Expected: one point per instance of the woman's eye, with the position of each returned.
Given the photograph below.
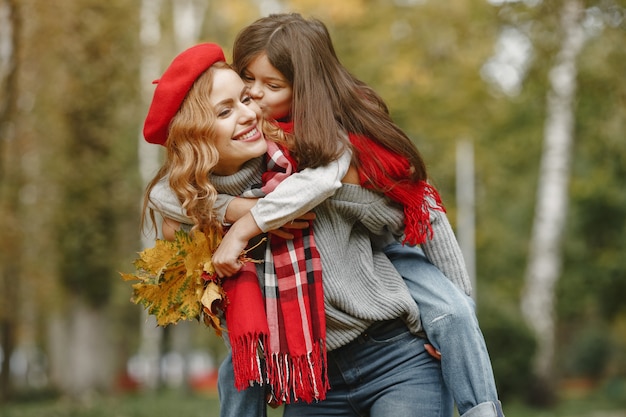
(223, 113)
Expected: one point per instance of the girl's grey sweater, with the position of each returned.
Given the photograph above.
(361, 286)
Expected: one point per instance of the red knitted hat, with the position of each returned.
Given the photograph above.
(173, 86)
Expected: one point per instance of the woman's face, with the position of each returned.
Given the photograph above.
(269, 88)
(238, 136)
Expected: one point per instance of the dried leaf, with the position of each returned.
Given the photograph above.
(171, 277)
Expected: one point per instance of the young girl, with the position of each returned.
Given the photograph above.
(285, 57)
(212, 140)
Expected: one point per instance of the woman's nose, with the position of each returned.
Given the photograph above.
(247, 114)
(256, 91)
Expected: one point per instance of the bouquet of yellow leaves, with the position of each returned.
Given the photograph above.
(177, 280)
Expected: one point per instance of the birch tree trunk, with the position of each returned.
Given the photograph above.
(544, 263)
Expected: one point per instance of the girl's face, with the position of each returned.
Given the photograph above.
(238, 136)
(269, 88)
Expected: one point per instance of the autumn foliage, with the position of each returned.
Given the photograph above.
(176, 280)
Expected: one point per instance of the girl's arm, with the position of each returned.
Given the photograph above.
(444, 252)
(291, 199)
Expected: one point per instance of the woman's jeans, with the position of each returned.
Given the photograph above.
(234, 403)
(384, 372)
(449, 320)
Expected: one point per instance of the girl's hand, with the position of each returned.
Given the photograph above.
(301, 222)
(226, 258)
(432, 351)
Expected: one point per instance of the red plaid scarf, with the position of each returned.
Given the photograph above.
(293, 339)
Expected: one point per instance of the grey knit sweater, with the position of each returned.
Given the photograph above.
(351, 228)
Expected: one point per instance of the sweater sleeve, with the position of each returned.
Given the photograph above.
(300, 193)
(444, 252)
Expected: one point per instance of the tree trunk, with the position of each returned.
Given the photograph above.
────────────────
[Task directions] Copy the whole of the material above exactly, and exclude every picture.

[Your solution]
Expected: one point per instance of the woman's eye, with the position of each returned.
Given the photograph below.
(223, 113)
Expected: one point per instance of the girl's grey sweater, with the position of each returned.
Given the photograph above.
(361, 286)
Expected: one point per instance of the red knitted hat, with the position of each returned.
Given the photograph above.
(173, 86)
Expected: one point per instance of the woman's face, with the position of each returned.
Given the photograph above.
(269, 88)
(238, 136)
Expected: one point per instance of the dried leaf, with the position of each returned.
Given the photograph above.
(171, 277)
Expected: one point per instance of the young girl, with the position of each returned.
Given the photograph above.
(285, 57)
(212, 140)
Expected: one point per instance of the woman's nose, with the position of each returned.
Given the photograph above.
(247, 114)
(256, 91)
Expected: one point per instance of the bouquet of yellow leaves, with the position of each returned.
Given the photograph above.
(177, 280)
Expected: one point per instance of the birch tree trunk, with the position of each returned.
Given the photograph above.
(544, 263)
Expected: one point per instance of the girl's face, with the position of each returned.
Given the photograph above.
(238, 136)
(269, 88)
Expected: one point per instance of the autumn foliage, with the position of each returned.
Given the photograph above.
(176, 280)
Expected: one point per instance of the girl's arm, with the position of each returned.
Given the photograph above.
(444, 252)
(291, 199)
Expected: one point per instance of the woman's jeans, with the position of each returned.
Given the photograph above.
(234, 403)
(384, 372)
(449, 320)
Expected: one point per instance of the girl's hand, with the position of each returned.
Given the photograph above.
(301, 222)
(226, 258)
(432, 351)
Expected: one point per instance of the red plaid scarf, with the position of each returned.
Given the photograph above.
(293, 339)
Expected: one point per instance of the grey knit sweater, with the position of each returned.
Given the photograph above.
(351, 228)
Expected: one point per instance of the sweater sleeve, with the position of each returned.
Given the photograph above.
(300, 193)
(444, 252)
Expected: one point per instance of the tree trunk, with the position of each returned.
Given the photograph above.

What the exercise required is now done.